(Referring expression pointing data)
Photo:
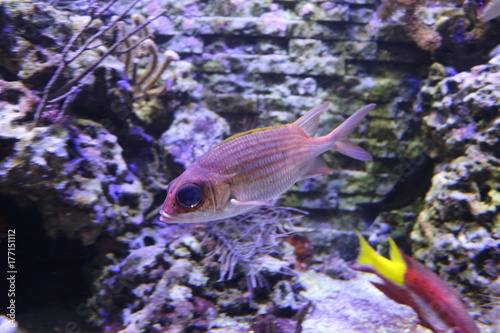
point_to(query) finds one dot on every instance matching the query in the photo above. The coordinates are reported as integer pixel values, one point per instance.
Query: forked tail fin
(339, 140)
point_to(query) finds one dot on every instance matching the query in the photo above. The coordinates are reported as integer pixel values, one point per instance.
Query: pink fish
(405, 281)
(251, 168)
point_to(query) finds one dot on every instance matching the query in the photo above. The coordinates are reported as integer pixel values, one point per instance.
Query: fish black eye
(189, 196)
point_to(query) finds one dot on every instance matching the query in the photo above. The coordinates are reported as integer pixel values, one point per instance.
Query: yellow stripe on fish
(252, 168)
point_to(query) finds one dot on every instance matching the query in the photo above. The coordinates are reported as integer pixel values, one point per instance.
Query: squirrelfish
(249, 169)
(405, 281)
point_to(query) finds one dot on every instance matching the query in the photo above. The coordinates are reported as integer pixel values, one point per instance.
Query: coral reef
(128, 93)
(457, 233)
(80, 188)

**Assignment:** The answer should hold the lines from the one containing "Query: pink fish" through the end of the entries above, set down exactly, with both ends included.

**Response area:**
Query: pink fish
(405, 281)
(251, 168)
point_to(query) finds one dot on every instance matching the query in the photo above. The coordinates are reported as integer pixel values, one point per instance.
Query: fish black eye
(189, 196)
point_to(query) finds one dot on every instance matching the query in the photo above. The coordinates are reported as integer pixel values, one point per instance.
Query: yellow stripe on fish
(252, 168)
point_to(query) finds one dot on every instance matching the query in the photo above. The coordinates are reported as integer pixel values, one point per instance.
Query: squirrelfish
(249, 169)
(405, 281)
point_to(query) finds one dot on every instance matching the query in the photo above. The coordinates are reported as integer pixel values, one point per instance.
Query: coral reef
(128, 93)
(457, 233)
(80, 188)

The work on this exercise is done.